Data records:

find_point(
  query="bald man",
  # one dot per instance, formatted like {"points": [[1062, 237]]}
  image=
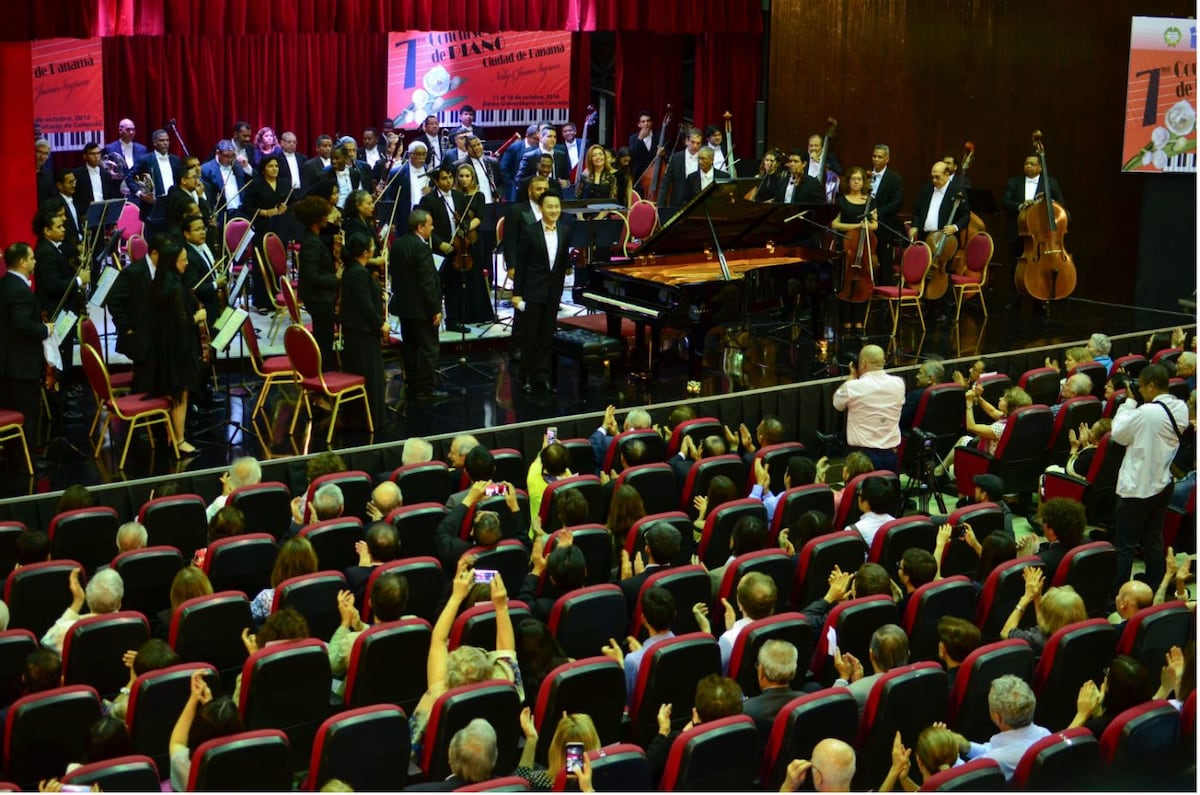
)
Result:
{"points": [[832, 765], [874, 401]]}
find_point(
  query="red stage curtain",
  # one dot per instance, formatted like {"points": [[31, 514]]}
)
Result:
{"points": [[729, 71]]}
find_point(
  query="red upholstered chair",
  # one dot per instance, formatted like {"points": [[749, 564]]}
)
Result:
{"points": [[12, 425], [669, 675], [333, 384], [366, 747], [967, 711], [594, 686], [1073, 655], [981, 775], [138, 410], [258, 760], [911, 288], [978, 257], [1061, 761], [803, 723], [387, 664], [717, 754]]}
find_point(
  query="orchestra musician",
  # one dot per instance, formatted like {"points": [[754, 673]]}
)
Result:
{"points": [[541, 266], [363, 318], [318, 273], [417, 302], [174, 357], [22, 363]]}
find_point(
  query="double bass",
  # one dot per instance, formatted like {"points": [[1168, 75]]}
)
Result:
{"points": [[1045, 270]]}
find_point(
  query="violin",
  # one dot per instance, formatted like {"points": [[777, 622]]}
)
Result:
{"points": [[1045, 269]]}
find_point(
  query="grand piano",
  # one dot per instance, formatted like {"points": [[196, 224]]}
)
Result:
{"points": [[720, 259]]}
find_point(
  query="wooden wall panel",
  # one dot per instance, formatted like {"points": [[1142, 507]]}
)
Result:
{"points": [[923, 76]]}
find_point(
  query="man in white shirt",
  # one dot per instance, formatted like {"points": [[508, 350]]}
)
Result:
{"points": [[874, 401], [1151, 434]]}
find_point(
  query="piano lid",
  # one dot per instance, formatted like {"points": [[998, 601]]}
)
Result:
{"points": [[739, 223]]}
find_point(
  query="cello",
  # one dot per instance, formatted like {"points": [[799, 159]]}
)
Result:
{"points": [[1045, 269], [649, 180]]}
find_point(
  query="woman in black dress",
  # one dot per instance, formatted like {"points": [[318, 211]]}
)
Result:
{"points": [[364, 321], [175, 344], [319, 274]]}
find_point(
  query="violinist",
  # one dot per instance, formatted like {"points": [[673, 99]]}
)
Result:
{"points": [[175, 364], [363, 318], [852, 210], [319, 273]]}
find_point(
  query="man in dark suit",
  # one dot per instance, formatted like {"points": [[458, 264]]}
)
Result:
{"points": [[778, 661], [22, 362], [129, 300], [417, 300], [541, 267], [887, 189]]}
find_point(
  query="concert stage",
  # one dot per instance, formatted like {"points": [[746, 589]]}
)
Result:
{"points": [[763, 368]]}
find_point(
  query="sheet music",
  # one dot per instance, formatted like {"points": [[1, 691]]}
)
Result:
{"points": [[105, 284]]}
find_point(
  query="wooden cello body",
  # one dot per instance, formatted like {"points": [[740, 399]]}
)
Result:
{"points": [[1045, 270]]}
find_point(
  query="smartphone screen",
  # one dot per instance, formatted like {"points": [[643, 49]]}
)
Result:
{"points": [[574, 758]]}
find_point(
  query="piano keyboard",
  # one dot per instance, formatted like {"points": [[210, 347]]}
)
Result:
{"points": [[1185, 163], [514, 117], [71, 141]]}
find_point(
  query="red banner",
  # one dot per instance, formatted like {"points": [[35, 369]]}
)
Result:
{"points": [[439, 72], [69, 85]]}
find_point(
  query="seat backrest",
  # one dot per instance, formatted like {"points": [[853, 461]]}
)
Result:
{"points": [[967, 711], [1057, 763], [365, 747], [719, 754], [583, 620], [250, 760], [594, 686], [178, 521], [87, 535], [1077, 652], [94, 645]]}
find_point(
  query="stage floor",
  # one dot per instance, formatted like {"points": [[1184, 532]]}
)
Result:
{"points": [[483, 390]]}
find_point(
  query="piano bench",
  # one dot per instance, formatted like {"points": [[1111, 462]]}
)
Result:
{"points": [[587, 347]]}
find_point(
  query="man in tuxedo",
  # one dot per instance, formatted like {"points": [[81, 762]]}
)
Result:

Exercise objective: Count the lines in the rows above that contain the string "cello", treating uppercase and lowercase as different. Give only the number.

The solution: 2